## The task
Find each line below that contains the word "boulder" and copy it out. Case counts.

## Data supplied
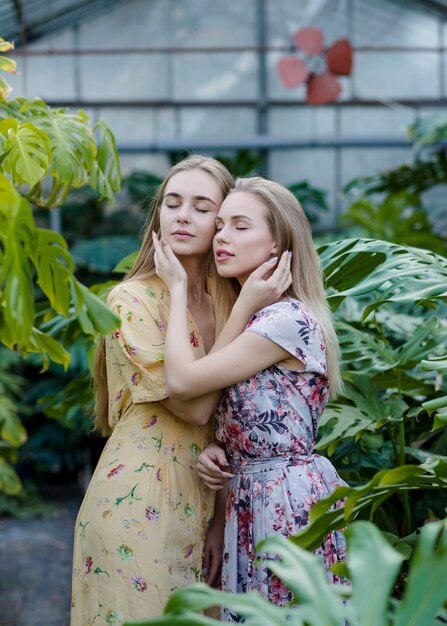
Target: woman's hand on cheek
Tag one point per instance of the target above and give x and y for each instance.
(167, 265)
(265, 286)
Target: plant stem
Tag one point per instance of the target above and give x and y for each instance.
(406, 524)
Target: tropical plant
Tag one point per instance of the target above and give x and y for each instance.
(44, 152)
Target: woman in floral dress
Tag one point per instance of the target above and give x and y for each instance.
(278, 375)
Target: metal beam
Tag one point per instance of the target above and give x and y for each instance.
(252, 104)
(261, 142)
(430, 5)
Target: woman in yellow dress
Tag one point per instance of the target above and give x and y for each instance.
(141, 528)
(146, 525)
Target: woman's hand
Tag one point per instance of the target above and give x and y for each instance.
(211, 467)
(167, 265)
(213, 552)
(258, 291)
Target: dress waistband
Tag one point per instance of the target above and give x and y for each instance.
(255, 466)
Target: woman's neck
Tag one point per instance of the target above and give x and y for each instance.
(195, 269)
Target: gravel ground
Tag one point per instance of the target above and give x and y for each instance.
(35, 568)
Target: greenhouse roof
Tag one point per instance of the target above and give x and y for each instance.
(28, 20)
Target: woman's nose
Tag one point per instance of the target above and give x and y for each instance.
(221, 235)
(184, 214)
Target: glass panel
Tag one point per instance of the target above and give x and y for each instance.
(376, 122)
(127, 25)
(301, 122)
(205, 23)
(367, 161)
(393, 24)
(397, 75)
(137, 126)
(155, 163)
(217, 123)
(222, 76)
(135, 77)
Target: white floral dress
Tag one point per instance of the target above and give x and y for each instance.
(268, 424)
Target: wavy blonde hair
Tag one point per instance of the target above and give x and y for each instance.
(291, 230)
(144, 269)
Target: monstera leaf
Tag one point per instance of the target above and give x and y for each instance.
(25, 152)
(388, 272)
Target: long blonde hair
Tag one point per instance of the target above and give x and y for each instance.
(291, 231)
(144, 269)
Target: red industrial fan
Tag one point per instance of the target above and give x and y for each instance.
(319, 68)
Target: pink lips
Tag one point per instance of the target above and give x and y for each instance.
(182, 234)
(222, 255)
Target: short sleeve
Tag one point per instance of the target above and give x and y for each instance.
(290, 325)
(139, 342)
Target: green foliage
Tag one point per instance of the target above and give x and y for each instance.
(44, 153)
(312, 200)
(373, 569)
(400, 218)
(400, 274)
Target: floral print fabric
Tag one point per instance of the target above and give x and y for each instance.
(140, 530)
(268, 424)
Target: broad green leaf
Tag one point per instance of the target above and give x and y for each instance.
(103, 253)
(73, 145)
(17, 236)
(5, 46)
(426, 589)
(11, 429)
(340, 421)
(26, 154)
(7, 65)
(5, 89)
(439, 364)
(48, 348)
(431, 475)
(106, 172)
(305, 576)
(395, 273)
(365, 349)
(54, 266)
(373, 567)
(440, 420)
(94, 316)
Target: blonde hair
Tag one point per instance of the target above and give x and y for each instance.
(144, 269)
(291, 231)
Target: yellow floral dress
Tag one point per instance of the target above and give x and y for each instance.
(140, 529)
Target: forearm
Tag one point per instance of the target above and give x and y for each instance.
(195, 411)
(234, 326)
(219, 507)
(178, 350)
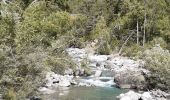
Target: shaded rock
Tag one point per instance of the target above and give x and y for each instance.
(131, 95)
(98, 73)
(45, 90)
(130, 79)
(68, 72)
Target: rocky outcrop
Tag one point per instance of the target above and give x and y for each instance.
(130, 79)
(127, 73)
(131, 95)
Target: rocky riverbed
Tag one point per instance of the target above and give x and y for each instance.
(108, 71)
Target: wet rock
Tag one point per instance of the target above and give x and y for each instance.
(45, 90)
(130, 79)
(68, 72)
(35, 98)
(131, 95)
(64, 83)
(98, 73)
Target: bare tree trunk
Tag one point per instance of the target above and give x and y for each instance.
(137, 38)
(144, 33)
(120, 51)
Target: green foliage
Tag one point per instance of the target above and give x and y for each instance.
==
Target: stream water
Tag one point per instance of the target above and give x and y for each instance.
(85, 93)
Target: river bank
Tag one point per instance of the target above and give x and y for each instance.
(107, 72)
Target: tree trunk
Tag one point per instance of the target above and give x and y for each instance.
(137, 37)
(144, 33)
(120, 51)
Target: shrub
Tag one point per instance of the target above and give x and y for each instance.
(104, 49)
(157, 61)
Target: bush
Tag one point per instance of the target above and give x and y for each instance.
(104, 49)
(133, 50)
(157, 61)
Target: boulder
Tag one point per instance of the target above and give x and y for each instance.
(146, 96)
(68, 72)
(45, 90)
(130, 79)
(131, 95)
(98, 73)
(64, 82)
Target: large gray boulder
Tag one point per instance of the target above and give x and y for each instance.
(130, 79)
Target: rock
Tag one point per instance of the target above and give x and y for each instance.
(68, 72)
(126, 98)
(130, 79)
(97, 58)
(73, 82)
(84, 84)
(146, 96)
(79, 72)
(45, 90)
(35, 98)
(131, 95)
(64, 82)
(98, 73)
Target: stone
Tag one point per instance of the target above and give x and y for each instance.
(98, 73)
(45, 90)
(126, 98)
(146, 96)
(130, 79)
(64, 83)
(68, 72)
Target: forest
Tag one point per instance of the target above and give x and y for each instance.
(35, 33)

## Solved problem
Target: boulder
Target: large gray boulder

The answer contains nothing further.